+++ DOCUMENT SEGMENT +++
Panic after suggestion zodiac signs are wrong
A Minneapolis astronomy professor has said he was stunned by the attention he was getting for suggesting the signs of the zodiac were all wrong.
Parke Kunkle told a newspaper interviewer the Earth's wobbly orbit meant it was no longer aligned to the stars in the same way as when the signs of the zodiac were first conceived.
That meant when astrologers said the sun was in Pisces, it was really in Aquarius, and so on, Kunkle said.
The story was published in Sunday editions of the Star-Tribune of Minneapolis and quickly went viral, with thousands of people fretting on social networks that their sign might change.
Among them was Heather McGowan, 26, a student from Winnipeg, Manitoba, who got a red Aries symbol in a black maple leaf tattooed between her shoulders when she was 19.
"Go figure: seven years later there's a possibility that I am no longer an Aries," she said, although she remained sceptical enough that she hadn't considered changing tattoos.
Kunkle, who teaches at Minneapolis Community and Technical College, said on Friday all the hubbub was based on "2000-year-old information".
He could not understand why his explanation of how a well-known wobble in the earth's orbit throws off astrology charts turned into an internet sensation.
"Astronomers have known about this since about 130 BC," Kunkle said while sitting in his office, where the phone rang constantly, as he said it had been since the article came out.
"This is not new news. I have no idea why it went viral this time," Kunkel said. "Almost every astronomy class talks about it."
Shelley Ackerman, an astrologer and spokeswoman for American Federation of Astrologers, said she had been swamped with emails from worried clients whose signs would change under the new system. Ackerman said she advised the clients not to overreact.
+++ DATA LISTING +++
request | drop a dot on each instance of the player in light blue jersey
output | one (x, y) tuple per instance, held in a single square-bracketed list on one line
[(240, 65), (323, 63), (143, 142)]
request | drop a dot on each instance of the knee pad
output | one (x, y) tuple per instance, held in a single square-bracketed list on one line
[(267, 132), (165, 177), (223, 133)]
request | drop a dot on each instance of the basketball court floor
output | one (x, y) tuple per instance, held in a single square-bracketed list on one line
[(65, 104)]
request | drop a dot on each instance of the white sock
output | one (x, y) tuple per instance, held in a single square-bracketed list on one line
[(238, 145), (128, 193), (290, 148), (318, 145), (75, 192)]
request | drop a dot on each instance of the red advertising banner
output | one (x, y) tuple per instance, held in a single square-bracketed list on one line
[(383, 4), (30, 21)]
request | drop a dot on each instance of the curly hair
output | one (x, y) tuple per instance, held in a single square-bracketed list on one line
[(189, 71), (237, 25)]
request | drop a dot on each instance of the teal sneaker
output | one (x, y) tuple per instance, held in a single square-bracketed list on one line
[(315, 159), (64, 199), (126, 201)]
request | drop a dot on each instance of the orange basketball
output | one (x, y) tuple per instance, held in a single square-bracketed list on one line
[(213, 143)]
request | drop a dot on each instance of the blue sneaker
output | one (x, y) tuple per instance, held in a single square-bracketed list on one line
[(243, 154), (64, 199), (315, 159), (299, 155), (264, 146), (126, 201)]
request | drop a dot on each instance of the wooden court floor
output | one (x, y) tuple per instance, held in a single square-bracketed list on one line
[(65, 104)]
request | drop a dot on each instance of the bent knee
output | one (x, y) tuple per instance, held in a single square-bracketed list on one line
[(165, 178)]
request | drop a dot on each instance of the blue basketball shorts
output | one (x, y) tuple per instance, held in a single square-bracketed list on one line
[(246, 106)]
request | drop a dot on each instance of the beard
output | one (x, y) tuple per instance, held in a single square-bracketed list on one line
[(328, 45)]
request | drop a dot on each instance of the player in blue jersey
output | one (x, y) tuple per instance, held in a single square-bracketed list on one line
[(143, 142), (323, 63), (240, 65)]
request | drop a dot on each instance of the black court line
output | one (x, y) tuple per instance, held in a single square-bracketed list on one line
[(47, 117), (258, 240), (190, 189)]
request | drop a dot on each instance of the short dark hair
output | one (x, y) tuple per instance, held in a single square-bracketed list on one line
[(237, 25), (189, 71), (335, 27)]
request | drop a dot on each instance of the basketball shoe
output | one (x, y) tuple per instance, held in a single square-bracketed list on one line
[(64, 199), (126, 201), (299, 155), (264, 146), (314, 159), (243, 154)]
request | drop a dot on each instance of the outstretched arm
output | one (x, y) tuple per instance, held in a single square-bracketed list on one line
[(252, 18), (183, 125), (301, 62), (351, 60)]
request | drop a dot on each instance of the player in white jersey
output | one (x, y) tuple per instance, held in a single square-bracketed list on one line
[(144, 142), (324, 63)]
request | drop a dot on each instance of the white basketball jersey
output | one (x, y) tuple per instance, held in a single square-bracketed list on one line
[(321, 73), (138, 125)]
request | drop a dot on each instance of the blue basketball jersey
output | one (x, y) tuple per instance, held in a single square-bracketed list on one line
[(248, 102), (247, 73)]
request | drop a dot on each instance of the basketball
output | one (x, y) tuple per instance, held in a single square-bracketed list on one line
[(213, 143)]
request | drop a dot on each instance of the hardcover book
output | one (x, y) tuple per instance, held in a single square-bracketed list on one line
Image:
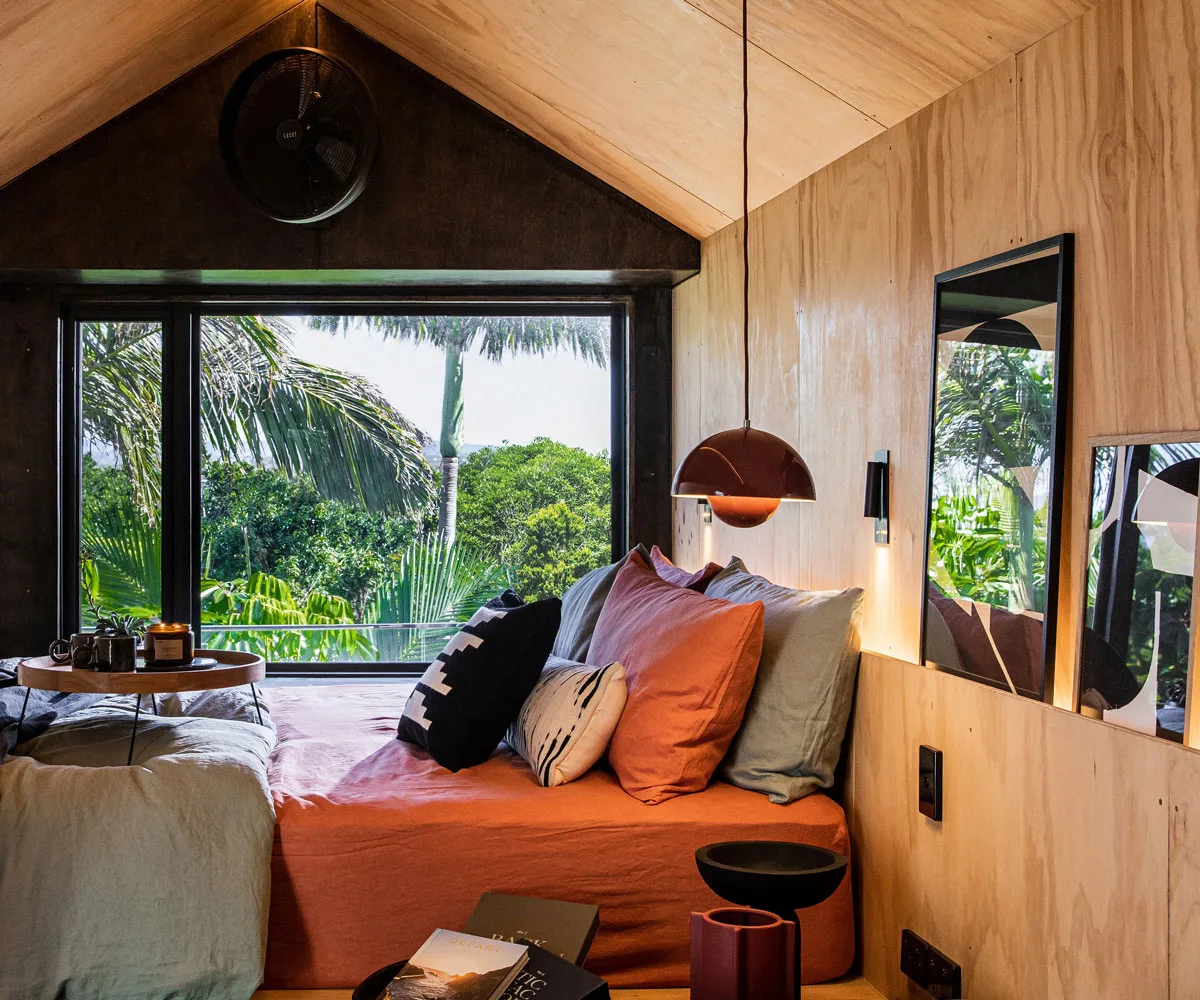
[(564, 928), (549, 977), (453, 965)]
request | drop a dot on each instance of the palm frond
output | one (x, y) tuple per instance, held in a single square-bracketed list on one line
[(123, 562), (306, 418), (433, 582), (495, 336), (258, 400)]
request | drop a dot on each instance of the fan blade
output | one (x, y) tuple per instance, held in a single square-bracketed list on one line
[(337, 155)]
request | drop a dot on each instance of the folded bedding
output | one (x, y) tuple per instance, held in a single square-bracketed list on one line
[(39, 708), (143, 882), (377, 845)]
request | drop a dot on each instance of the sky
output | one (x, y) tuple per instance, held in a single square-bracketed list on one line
[(517, 400)]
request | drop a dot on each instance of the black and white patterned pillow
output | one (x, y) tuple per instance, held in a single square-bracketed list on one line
[(567, 722), (474, 688)]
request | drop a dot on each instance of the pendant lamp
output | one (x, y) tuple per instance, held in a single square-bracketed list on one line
[(744, 473)]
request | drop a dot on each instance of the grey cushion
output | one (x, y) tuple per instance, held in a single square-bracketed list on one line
[(581, 609), (795, 723)]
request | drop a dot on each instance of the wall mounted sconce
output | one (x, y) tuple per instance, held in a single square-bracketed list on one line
[(876, 501)]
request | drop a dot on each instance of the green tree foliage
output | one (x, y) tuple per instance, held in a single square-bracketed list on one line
[(495, 337), (995, 414), (503, 489), (558, 545), (261, 521), (258, 400)]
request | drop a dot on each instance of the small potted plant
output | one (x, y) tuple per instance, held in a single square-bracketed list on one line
[(117, 638)]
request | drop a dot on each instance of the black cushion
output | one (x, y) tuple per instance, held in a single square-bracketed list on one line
[(474, 689)]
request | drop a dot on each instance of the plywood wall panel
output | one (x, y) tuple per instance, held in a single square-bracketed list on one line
[(1067, 866), (1048, 874), (71, 65)]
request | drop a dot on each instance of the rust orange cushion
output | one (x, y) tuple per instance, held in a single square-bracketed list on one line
[(690, 664), (681, 578)]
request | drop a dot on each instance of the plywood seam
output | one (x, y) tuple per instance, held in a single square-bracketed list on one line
[(796, 70), (142, 95), (334, 6)]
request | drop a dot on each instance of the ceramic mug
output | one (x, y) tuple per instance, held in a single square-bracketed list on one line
[(117, 653), (83, 650)]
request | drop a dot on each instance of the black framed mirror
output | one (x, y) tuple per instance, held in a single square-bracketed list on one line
[(996, 451)]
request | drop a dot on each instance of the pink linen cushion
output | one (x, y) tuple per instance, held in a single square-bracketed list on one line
[(690, 664), (681, 578)]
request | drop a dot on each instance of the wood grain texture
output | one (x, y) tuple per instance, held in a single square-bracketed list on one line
[(233, 670), (887, 59), (72, 65), (849, 989), (643, 95), (1059, 872), (659, 81), (1049, 874)]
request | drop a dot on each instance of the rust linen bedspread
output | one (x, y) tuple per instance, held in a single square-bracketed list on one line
[(376, 846)]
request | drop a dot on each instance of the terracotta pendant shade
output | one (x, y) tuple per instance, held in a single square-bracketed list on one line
[(744, 474)]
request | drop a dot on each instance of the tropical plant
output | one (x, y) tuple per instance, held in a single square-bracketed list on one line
[(112, 623), (995, 417), (502, 487), (259, 520), (123, 561), (267, 600), (561, 543), (258, 400), (433, 582), (495, 337)]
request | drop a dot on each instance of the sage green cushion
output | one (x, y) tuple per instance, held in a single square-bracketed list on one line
[(796, 719), (581, 609)]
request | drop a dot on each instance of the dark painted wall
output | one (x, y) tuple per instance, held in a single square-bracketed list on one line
[(453, 187), (456, 196)]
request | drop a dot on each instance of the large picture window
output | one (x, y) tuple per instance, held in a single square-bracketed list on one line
[(345, 489)]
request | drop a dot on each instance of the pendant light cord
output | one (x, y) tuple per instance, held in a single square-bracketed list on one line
[(745, 209)]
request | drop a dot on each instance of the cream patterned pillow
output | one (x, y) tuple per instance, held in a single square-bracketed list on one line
[(565, 724)]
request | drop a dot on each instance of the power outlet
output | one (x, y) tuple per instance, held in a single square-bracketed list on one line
[(929, 969)]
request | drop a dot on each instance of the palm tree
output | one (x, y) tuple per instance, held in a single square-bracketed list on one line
[(495, 337), (995, 415), (258, 401)]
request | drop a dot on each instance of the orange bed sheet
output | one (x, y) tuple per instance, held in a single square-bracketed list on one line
[(377, 845)]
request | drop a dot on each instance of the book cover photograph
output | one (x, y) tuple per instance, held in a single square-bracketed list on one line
[(564, 928), (454, 965)]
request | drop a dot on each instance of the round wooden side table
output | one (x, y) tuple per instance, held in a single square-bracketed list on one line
[(233, 670)]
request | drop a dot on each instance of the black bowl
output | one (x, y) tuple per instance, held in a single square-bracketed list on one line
[(775, 875), (373, 986)]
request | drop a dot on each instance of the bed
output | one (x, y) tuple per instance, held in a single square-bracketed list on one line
[(376, 845)]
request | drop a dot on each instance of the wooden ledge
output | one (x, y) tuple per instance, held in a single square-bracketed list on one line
[(843, 989)]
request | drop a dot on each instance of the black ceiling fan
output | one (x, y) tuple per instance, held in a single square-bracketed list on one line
[(299, 135)]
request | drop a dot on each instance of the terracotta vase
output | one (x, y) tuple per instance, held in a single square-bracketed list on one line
[(738, 953)]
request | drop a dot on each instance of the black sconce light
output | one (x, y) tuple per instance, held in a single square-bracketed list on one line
[(876, 501)]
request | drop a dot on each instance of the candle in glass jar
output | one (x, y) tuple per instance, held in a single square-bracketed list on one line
[(169, 644)]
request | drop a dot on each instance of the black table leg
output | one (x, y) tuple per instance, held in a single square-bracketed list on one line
[(133, 736), (21, 722)]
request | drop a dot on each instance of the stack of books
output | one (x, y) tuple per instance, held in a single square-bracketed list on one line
[(514, 947)]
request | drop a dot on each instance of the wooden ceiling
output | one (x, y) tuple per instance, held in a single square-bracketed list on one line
[(645, 94)]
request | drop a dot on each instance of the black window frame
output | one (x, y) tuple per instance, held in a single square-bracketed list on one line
[(183, 450)]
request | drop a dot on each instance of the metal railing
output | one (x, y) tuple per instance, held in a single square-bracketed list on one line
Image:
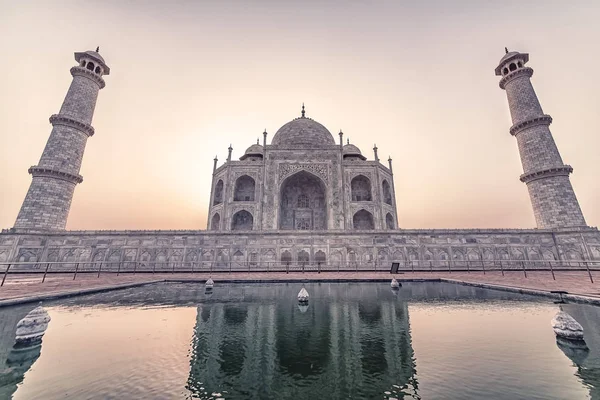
+++
ASSIGNMENT:
Extend the zodiac news report from the point where it stops, continuing past its final sentence. The lines above are separate material and are not part of the zodiac news report.

WRITTEN ANSWER:
"This doesn't change your chart at all. I'm not about to use it," she said. "I've told all of them not to worry about it. Every few years a story like this comes out and scares the living daylights out of everyone, but it'll go away as quickly as it came."
Ackerman said there were an infinite number of ways to divide the constellations, and scientists were continually discovering new stars and solar systems. Astrologers didn't change their systems for every new change, she said.
"Just as in medicine, when there are new discoveries you don't change the entire system; you just work with it to see if and where it fits into the existing system," she said.
Kate Agliata, 36, a freelance writer and mother of two in Birmingham, Alabama, said she would stay true to her original sign, even though she may now be a Pisces.
"Let's just say I won't be swapping out my Aries coffee mug anytime soon," she said, although she allowed it might make for heavier horoscope reading. "I have a feeling that from here on out, I'll feel inclined to read Pisces as well."
Kunkle said he had received a few angry calls, including one from someone who said: "Please give me my sign back."
But he said he was having fun with it, patiently answering phone calls from journalists all over the world.
Maybe it would make people more interested in the science of astronomy, he said: "I hope people go out and look more at the stars."